■ **What is expected**: Once the line containing "137L157 139L163 136V130H150L143" is located, output it and every line after it through the end of the records, exactly as written and nothing else.

Record extracts Block Start

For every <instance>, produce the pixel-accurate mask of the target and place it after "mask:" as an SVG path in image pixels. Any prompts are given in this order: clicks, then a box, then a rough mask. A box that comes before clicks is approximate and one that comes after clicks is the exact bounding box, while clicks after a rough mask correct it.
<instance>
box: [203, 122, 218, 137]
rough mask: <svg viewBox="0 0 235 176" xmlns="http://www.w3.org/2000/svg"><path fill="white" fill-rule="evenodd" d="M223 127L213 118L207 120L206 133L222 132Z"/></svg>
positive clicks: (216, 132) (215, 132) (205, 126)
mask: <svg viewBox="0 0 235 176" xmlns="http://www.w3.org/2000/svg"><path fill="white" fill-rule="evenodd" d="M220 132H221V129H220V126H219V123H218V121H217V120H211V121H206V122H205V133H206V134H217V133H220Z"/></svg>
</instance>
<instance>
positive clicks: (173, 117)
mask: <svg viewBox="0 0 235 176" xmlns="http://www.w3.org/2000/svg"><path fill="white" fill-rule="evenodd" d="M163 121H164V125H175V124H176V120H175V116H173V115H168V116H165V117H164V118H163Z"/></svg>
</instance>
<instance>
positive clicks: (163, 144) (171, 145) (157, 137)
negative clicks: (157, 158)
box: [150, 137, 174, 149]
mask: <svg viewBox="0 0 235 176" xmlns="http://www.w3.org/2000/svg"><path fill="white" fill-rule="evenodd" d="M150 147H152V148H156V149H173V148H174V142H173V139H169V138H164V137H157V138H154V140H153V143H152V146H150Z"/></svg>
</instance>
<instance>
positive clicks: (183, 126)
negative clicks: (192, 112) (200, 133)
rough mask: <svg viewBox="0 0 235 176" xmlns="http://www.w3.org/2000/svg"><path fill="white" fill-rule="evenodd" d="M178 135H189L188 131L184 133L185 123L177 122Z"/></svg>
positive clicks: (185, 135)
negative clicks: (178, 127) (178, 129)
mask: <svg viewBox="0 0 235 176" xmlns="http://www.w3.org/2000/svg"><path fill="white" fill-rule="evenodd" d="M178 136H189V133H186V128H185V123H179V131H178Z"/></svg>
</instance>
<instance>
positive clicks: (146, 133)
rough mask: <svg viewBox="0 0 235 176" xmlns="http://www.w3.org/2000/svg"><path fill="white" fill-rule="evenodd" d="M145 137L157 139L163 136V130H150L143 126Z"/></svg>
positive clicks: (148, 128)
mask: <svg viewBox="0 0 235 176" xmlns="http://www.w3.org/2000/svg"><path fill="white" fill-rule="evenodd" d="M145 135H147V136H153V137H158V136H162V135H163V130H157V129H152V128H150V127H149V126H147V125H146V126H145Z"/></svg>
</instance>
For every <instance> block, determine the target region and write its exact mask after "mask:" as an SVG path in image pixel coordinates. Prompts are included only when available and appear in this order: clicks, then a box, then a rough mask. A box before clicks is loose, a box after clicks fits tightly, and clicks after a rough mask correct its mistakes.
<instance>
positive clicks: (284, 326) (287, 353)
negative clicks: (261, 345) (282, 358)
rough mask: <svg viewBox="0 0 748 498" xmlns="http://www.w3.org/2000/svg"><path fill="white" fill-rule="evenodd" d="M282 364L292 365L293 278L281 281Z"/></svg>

Record extracts Block End

■ **Answer box**:
rough mask: <svg viewBox="0 0 235 176" xmlns="http://www.w3.org/2000/svg"><path fill="white" fill-rule="evenodd" d="M145 137L157 139L163 136V130H150L143 126Z"/></svg>
positive clicks: (148, 128)
mask: <svg viewBox="0 0 235 176" xmlns="http://www.w3.org/2000/svg"><path fill="white" fill-rule="evenodd" d="M145 135H147V136H153V137H158V136H162V135H163V130H157V129H152V128H150V127H149V126H147V125H146V126H145Z"/></svg>
</instance>
For every <instance> block, determine the target region and write its exact mask after "mask:" as an SVG path in image pixel coordinates. Prompts are included only when available and appear in this order: clicks, then a box, then a rough mask. A box before clicks is loose, a box after clicks fits tightly, and clicks after a rough mask correct its mistakes.
<instance>
positive clicks: (284, 326) (287, 353)
negative clicks: (261, 345) (282, 358)
rough mask: <svg viewBox="0 0 748 498" xmlns="http://www.w3.org/2000/svg"><path fill="white" fill-rule="evenodd" d="M282 364L292 365L293 278L281 281Z"/></svg>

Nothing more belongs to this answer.